**YOUR TASK**
Write out the entries below exactly, but only from the line containing "Where can the person in red" through the line containing "Target: person in red jacket", and without the pictures.

**GIVEN RECORDS**

○ ○ ○ ○ ○ ○ ○

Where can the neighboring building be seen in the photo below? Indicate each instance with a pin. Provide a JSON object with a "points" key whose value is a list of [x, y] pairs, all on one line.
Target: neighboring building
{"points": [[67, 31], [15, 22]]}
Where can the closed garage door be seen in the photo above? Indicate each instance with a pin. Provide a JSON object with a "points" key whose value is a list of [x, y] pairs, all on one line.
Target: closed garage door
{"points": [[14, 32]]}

○ ○ ○ ○ ○ ○ ○

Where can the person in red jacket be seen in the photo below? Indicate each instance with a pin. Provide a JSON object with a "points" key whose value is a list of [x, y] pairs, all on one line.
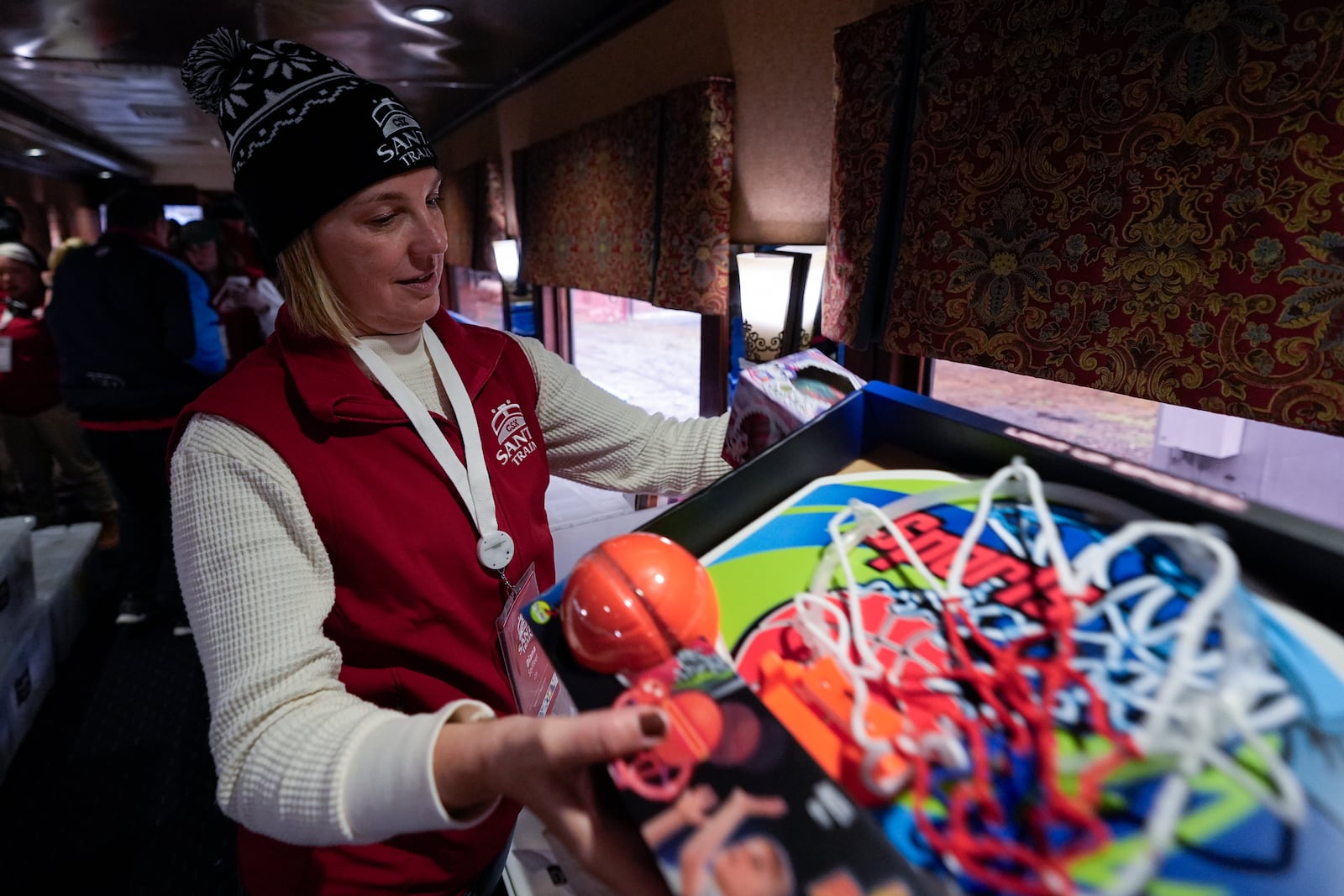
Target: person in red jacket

○ ○ ○ ○ ○ ○ ○

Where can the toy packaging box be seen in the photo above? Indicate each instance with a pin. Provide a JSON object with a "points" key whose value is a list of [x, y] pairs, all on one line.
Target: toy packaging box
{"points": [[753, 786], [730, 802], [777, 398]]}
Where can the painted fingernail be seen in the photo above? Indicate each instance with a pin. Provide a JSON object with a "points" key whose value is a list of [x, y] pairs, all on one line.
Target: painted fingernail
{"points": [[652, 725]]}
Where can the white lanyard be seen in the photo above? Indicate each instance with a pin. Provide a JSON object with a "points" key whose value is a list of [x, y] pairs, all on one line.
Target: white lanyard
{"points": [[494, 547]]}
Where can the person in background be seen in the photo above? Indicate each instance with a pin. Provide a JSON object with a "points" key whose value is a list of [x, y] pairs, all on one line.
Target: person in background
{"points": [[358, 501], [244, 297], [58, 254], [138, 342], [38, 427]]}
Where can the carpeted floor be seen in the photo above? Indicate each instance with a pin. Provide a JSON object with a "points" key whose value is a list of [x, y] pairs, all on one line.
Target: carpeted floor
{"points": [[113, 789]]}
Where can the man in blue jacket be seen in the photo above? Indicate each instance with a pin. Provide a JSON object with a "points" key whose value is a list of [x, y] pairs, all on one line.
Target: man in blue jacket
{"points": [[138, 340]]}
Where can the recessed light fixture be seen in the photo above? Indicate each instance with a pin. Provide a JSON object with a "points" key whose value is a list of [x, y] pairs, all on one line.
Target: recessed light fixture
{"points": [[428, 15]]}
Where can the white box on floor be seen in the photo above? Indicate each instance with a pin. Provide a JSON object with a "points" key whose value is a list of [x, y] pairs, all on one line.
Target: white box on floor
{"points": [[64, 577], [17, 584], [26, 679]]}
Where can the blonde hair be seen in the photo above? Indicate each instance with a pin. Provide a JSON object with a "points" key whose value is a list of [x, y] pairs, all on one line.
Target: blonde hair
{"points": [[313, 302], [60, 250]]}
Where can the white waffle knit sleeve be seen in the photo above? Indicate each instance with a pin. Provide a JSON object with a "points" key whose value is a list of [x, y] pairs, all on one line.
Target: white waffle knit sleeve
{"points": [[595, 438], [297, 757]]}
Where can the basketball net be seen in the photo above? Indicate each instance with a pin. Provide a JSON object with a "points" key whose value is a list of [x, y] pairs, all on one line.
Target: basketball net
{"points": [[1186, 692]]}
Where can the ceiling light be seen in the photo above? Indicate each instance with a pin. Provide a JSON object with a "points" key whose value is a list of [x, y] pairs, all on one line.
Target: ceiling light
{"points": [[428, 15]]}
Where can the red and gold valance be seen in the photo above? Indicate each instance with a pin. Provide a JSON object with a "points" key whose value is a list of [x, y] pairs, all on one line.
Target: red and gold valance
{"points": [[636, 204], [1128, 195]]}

○ ○ ○ ○ ○ ○ ○

**SOLUTION**
Where can the person in red jacket be seen in the photo below? Indicate each instance with a pin. Provide a JSON object with a "points" key whose value is a list of [x, y] pairs, all on one line.
Target: person in red jacket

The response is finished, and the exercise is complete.